TASK ITEM
Print the listing that follows, character for character.
Segment Open
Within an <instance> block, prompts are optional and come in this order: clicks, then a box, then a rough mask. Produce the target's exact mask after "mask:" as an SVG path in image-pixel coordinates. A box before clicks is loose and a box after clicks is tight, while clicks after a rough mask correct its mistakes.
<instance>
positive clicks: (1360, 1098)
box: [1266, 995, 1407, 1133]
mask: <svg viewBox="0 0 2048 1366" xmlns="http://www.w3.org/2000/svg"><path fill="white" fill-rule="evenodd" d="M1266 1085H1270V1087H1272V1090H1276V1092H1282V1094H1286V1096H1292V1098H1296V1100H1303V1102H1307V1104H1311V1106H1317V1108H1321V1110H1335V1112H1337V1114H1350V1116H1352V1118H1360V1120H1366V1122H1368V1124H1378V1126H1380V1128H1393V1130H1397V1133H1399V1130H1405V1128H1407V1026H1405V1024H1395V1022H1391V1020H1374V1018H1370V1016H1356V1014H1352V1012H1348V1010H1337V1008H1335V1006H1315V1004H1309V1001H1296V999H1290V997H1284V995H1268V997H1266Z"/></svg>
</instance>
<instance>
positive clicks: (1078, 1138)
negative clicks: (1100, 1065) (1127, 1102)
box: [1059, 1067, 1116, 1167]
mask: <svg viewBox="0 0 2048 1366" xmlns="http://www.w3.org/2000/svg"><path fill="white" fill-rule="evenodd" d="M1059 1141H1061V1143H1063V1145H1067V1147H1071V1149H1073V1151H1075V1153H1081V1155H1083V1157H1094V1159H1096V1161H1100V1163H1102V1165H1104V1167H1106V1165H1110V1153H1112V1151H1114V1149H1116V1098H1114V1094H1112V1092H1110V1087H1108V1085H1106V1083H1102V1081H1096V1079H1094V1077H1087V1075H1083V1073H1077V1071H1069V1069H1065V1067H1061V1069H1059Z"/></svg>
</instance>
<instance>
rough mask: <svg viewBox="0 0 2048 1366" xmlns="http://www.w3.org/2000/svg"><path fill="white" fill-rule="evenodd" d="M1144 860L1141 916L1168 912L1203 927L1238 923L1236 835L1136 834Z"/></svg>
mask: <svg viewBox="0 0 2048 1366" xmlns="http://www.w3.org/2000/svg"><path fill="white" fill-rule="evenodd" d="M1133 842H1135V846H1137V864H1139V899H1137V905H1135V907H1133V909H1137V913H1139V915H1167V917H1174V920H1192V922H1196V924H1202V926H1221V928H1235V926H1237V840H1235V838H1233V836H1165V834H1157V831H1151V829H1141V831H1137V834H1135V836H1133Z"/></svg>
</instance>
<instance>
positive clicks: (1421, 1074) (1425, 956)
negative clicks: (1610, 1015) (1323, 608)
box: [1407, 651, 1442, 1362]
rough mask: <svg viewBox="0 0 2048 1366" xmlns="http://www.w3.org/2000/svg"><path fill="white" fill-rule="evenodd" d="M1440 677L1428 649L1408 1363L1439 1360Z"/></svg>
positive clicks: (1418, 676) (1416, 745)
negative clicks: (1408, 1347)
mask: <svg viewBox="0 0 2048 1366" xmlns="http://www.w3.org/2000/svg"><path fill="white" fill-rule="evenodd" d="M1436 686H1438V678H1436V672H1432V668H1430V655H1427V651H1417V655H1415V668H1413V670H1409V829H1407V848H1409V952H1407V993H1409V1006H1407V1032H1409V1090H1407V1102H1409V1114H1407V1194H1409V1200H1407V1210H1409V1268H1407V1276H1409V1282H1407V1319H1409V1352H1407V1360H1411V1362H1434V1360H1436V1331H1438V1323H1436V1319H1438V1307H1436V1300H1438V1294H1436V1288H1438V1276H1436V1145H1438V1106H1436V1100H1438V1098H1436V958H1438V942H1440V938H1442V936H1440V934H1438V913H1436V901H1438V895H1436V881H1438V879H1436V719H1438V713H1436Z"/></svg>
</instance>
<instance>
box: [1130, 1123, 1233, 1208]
Segment Closed
SOLUTION FOR THIS PROBLEM
Within an <instance> block, prompts are optional and come in this order: clicks, then a box, then a rough mask. Produce the target's exact mask after "mask:" as an SVG path in image-pixel coordinates. A box before clicks is loose and a box after clicks is tight, while clicks after a rough mask correct its mistakes.
<instance>
positive clicks: (1360, 1098)
box: [1266, 995, 1407, 1133]
mask: <svg viewBox="0 0 2048 1366" xmlns="http://www.w3.org/2000/svg"><path fill="white" fill-rule="evenodd" d="M1266 1085H1270V1087H1272V1090H1276V1092H1282V1094H1286V1096H1292V1098H1296V1100H1303V1102H1307V1104H1311V1106H1317V1108H1321V1110H1335V1112H1337V1114H1350V1116H1352V1118H1360V1120H1366V1122H1368V1124H1378V1126H1380V1128H1393V1130H1397V1133H1399V1130H1405V1128H1407V1026H1405V1024H1395V1022H1391V1020H1374V1018H1370V1016H1356V1014H1352V1012H1348V1010H1337V1008H1335V1006H1315V1004H1309V1001H1296V999H1290V997H1284V995H1268V997H1266Z"/></svg>
</instance>
<instance>
positive clicks: (1078, 1138)
negative clicks: (1100, 1065) (1127, 1102)
box: [1059, 1067, 1116, 1167]
mask: <svg viewBox="0 0 2048 1366" xmlns="http://www.w3.org/2000/svg"><path fill="white" fill-rule="evenodd" d="M1059 1141H1061V1143H1063V1145H1067V1147H1071V1149H1073V1151H1075V1153H1081V1155H1083V1157H1094V1159H1096V1161H1100V1163H1102V1165H1104V1167H1106V1165H1110V1153H1112V1151H1114V1149H1116V1098H1114V1094H1112V1092H1110V1087H1108V1085H1106V1083H1102V1081H1096V1079H1094V1077H1087V1075H1083V1073H1077V1071H1069V1069H1065V1067H1061V1069H1059Z"/></svg>
</instance>
<instance>
rough mask: <svg viewBox="0 0 2048 1366" xmlns="http://www.w3.org/2000/svg"><path fill="white" fill-rule="evenodd" d="M1144 860L1141 916L1168 912L1203 927L1238 923L1236 835L1136 834Z"/></svg>
mask: <svg viewBox="0 0 2048 1366" xmlns="http://www.w3.org/2000/svg"><path fill="white" fill-rule="evenodd" d="M1133 842H1135V846H1137V864H1139V899H1137V905H1135V907H1133V909H1137V913H1139V915H1167V917H1174V920H1192V922H1196V924H1202V926H1221V928H1235V926H1237V840H1235V838H1233V836H1165V834H1157V831H1151V829H1141V831H1137V834H1135V836H1133Z"/></svg>
</instance>
<instance>
positive clicks: (1421, 1074) (1425, 956)
negative clicks: (1610, 1015) (1323, 608)
box: [1407, 651, 1442, 1362]
rough mask: <svg viewBox="0 0 2048 1366" xmlns="http://www.w3.org/2000/svg"><path fill="white" fill-rule="evenodd" d="M1440 677L1428 649L1408 1363L1439 1360Z"/></svg>
positive clicks: (1418, 676) (1416, 745)
negative clicks: (1408, 1347)
mask: <svg viewBox="0 0 2048 1366" xmlns="http://www.w3.org/2000/svg"><path fill="white" fill-rule="evenodd" d="M1436 686H1438V678H1436V672H1432V668H1430V655H1427V651H1417V655H1415V668H1413V670H1409V829H1407V848H1409V952H1407V993H1409V1006H1407V1032H1409V1090H1407V1102H1409V1114H1407V1194H1409V1200H1407V1210H1409V1268H1407V1276H1409V1282H1407V1319H1409V1352H1407V1360H1411V1362H1434V1360H1436V1331H1438V1323H1436V1319H1438V1307H1436V1300H1438V1294H1436V1288H1438V1276H1436V1145H1438V1106H1436V1100H1438V1098H1436V958H1438V942H1440V938H1442V936H1440V934H1438V913H1436V901H1438V895H1436V881H1438V879H1436V719H1438V713H1436Z"/></svg>
</instance>
<instance>
box: [1130, 1123, 1233, 1208]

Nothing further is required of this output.